> **Provided data**:
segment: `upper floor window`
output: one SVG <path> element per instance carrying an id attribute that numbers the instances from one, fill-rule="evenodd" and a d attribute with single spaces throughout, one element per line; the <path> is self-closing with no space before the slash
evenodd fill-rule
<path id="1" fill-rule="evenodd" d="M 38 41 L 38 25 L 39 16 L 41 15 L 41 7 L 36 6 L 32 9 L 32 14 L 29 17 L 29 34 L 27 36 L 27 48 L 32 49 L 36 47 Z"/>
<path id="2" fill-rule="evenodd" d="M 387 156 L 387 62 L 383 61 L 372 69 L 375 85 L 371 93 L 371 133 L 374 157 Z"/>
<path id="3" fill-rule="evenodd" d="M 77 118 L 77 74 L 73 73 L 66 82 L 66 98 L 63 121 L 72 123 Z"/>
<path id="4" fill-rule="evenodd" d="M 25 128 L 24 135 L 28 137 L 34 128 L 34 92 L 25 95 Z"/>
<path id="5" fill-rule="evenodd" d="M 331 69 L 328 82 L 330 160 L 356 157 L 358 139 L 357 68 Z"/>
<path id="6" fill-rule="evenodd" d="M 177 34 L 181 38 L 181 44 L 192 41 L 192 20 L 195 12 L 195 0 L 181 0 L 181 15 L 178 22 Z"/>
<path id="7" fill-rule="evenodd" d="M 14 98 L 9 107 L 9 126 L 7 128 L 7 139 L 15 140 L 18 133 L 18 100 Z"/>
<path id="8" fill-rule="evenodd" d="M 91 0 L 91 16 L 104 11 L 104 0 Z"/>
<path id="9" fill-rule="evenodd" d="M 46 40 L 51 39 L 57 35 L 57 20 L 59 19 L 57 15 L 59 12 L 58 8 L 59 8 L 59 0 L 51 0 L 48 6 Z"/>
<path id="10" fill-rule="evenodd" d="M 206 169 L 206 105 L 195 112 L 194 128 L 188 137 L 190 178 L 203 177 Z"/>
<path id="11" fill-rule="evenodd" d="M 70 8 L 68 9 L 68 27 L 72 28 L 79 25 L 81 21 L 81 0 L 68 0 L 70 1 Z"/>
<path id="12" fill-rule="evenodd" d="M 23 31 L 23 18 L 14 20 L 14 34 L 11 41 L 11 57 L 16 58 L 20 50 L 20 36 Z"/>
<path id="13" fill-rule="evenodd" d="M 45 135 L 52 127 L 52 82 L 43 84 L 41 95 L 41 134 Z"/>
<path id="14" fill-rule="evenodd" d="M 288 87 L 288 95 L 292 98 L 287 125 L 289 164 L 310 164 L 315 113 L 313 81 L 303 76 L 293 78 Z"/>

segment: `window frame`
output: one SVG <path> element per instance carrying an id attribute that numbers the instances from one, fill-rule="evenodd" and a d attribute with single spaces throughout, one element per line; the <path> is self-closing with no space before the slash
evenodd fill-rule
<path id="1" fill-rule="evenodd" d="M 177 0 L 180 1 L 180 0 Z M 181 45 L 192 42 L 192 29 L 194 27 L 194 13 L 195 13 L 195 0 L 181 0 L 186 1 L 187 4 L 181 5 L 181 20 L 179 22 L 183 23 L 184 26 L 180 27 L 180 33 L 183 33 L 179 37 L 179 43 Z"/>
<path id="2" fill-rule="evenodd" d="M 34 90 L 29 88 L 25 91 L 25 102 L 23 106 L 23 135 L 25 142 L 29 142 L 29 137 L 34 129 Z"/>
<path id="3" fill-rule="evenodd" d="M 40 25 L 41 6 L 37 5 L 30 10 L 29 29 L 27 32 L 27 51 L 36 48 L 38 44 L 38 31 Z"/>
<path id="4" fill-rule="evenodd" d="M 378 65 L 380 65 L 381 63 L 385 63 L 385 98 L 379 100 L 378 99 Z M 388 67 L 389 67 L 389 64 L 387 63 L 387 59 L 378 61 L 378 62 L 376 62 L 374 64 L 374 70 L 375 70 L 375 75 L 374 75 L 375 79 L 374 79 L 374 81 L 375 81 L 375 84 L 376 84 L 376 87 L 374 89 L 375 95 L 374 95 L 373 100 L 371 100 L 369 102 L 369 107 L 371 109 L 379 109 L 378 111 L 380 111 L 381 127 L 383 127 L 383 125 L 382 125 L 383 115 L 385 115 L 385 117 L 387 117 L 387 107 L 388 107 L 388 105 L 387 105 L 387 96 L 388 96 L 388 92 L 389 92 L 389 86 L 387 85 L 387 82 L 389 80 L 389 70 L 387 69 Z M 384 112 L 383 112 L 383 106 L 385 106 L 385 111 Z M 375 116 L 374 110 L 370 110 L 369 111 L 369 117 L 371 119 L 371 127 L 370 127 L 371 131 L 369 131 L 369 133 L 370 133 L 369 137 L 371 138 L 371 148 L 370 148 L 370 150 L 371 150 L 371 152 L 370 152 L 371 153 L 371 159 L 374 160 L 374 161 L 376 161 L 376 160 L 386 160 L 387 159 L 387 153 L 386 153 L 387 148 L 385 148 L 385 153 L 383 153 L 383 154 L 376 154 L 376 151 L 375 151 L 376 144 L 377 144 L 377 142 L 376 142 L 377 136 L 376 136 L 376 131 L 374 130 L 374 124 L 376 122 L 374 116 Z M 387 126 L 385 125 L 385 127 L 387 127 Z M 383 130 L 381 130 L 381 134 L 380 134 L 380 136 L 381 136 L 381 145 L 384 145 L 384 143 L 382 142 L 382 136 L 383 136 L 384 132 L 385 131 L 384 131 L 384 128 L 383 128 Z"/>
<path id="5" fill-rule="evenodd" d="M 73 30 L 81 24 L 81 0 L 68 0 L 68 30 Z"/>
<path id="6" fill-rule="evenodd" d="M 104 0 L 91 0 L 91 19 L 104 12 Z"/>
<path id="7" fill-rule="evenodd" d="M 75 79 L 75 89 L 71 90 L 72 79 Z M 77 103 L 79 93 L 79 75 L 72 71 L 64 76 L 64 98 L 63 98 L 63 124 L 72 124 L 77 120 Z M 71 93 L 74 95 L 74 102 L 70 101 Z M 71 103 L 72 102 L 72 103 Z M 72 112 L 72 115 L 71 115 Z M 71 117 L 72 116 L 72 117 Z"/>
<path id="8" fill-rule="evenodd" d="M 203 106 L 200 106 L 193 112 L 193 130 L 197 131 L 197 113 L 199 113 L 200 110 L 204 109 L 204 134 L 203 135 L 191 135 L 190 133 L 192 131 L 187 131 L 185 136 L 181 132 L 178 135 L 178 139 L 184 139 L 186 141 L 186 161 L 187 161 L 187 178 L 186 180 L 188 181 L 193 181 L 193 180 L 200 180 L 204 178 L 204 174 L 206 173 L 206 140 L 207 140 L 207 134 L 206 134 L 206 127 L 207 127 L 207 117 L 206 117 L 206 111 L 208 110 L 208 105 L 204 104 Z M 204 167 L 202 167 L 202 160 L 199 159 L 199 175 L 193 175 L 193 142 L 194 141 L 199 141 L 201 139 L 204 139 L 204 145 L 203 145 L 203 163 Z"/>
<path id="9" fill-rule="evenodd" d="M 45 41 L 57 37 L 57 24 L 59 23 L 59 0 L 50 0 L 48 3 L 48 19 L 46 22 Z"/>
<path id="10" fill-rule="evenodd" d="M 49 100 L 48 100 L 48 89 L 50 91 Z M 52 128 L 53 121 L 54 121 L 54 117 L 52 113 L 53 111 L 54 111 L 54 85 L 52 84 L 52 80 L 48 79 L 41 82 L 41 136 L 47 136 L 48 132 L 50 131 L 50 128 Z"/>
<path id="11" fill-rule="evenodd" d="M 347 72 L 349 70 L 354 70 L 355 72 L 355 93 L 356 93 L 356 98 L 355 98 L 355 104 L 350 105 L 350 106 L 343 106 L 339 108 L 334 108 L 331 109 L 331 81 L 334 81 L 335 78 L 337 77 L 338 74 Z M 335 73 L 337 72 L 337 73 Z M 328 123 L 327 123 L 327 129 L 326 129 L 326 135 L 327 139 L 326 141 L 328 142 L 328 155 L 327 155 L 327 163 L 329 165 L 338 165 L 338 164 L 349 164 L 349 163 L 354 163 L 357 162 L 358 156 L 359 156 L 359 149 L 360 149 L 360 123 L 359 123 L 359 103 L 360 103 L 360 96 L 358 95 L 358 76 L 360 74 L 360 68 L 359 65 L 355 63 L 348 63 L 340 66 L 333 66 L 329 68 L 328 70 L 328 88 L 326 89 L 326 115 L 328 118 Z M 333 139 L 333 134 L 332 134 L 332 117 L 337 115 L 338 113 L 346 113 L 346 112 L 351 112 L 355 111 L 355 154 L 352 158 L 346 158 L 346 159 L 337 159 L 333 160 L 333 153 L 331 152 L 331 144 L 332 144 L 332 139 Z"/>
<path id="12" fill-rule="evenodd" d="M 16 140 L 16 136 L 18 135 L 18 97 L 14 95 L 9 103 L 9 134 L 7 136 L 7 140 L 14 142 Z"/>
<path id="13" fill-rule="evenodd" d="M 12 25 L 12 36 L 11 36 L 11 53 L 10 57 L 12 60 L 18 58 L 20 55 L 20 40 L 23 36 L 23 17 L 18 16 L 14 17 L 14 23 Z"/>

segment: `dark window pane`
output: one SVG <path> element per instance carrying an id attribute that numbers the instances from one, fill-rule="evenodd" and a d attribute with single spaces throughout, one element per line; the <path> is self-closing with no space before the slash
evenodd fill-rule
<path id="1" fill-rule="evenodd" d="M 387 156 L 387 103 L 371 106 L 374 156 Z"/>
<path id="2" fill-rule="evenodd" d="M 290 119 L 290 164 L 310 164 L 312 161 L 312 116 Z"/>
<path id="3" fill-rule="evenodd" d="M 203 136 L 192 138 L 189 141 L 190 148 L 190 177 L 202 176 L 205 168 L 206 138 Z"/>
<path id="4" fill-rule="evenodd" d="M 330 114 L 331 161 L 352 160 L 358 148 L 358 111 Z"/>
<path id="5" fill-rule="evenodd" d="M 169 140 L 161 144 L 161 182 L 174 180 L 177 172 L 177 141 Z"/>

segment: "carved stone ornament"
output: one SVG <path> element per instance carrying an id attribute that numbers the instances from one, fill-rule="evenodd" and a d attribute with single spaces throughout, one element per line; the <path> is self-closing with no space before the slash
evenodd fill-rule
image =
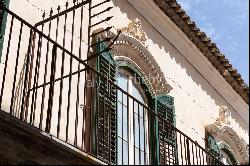
<path id="1" fill-rule="evenodd" d="M 229 117 L 231 113 L 226 106 L 220 107 L 219 117 L 216 119 L 215 124 L 218 126 L 230 125 Z"/>
<path id="2" fill-rule="evenodd" d="M 127 34 L 121 34 L 111 50 L 114 58 L 133 64 L 151 85 L 154 96 L 169 93 L 173 88 L 167 83 L 164 73 L 150 52 L 140 41 Z"/>
<path id="3" fill-rule="evenodd" d="M 213 124 L 206 126 L 206 130 L 216 140 L 223 141 L 230 146 L 238 163 L 248 164 L 249 145 L 229 126 L 229 117 L 231 117 L 231 114 L 228 108 L 220 107 L 219 117 Z"/>
<path id="4" fill-rule="evenodd" d="M 144 79 L 151 85 L 149 88 L 154 96 L 169 93 L 173 88 L 167 83 L 160 66 L 143 44 L 146 41 L 146 35 L 140 27 L 141 22 L 136 19 L 128 27 L 122 28 L 122 33 L 112 45 L 111 53 L 115 60 L 124 60 L 141 71 Z M 97 29 L 93 33 L 102 30 Z M 103 38 L 115 37 L 115 34 L 111 31 L 100 35 Z"/>
<path id="5" fill-rule="evenodd" d="M 128 24 L 128 27 L 124 27 L 121 31 L 125 34 L 131 35 L 143 44 L 145 43 L 146 35 L 141 29 L 141 21 L 139 19 L 135 19 L 134 21 Z"/>

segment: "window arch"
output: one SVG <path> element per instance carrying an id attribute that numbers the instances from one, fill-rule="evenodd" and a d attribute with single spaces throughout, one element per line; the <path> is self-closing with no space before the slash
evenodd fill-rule
<path id="1" fill-rule="evenodd" d="M 172 90 L 154 57 L 138 40 L 121 34 L 111 52 L 116 60 L 127 61 L 141 71 L 145 80 L 150 83 L 148 88 L 153 96 L 167 94 Z"/>
<path id="2" fill-rule="evenodd" d="M 221 163 L 223 163 L 224 165 L 238 164 L 235 158 L 235 154 L 233 150 L 230 148 L 230 146 L 226 142 L 214 138 L 210 133 L 208 133 L 207 136 L 207 146 L 208 146 L 208 151 L 210 151 L 211 154 L 217 159 L 219 159 Z"/>
<path id="3" fill-rule="evenodd" d="M 125 61 L 117 64 L 117 84 L 125 91 L 117 92 L 117 164 L 149 164 L 149 121 L 144 105 L 150 103 L 151 96 L 132 64 Z"/>
<path id="4" fill-rule="evenodd" d="M 229 145 L 225 142 L 219 142 L 220 161 L 225 165 L 237 165 L 234 153 Z"/>
<path id="5" fill-rule="evenodd" d="M 233 151 L 225 142 L 216 140 L 208 135 L 208 150 L 225 165 L 236 165 Z"/>
<path id="6" fill-rule="evenodd" d="M 225 165 L 236 165 L 237 164 L 233 155 L 227 149 L 220 150 L 220 161 Z"/>
<path id="7" fill-rule="evenodd" d="M 95 63 L 97 71 L 118 86 L 96 77 L 94 151 L 114 164 L 176 164 L 174 133 L 163 128 L 156 116 L 161 114 L 161 119 L 175 122 L 174 99 L 166 95 L 171 87 L 159 69 L 153 70 L 147 61 L 142 61 L 142 51 L 134 49 L 135 45 L 133 48 L 114 45 L 113 50 L 117 46 L 125 56 L 113 51 L 104 52 Z M 106 44 L 100 43 L 96 51 L 105 48 Z M 150 82 L 145 73 L 157 79 Z M 166 141 L 162 143 L 162 139 Z M 161 156 L 168 155 L 163 152 L 169 150 L 171 160 L 164 161 Z"/>
<path id="8" fill-rule="evenodd" d="M 237 133 L 227 125 L 218 125 L 217 123 L 206 126 L 206 147 L 209 149 L 208 135 L 211 135 L 213 140 L 216 142 L 220 150 L 223 149 L 225 152 L 232 154 L 237 164 L 245 165 L 249 163 L 249 154 L 247 152 L 247 144 L 237 135 Z M 220 157 L 220 156 L 219 156 Z"/>
<path id="9" fill-rule="evenodd" d="M 131 59 L 115 57 L 115 62 L 117 65 L 116 73 L 119 73 L 119 70 L 125 70 L 129 72 L 134 81 L 137 84 L 140 84 L 141 90 L 143 90 L 145 93 L 144 97 L 148 100 L 151 100 L 151 98 L 153 98 L 154 96 L 154 93 L 152 91 L 153 87 L 147 80 L 146 74 L 143 73 L 143 69 L 140 69 L 140 67 L 137 66 L 136 62 L 132 61 Z M 148 101 L 148 103 L 149 102 L 151 101 Z"/>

> **Problem to work on**:
Copy every line of the material in which the word "window" occurs.

> **Task response**:
segment: `upper floor window`
segment: `window frame`
segment: `dark window pane`
segment: "window arch"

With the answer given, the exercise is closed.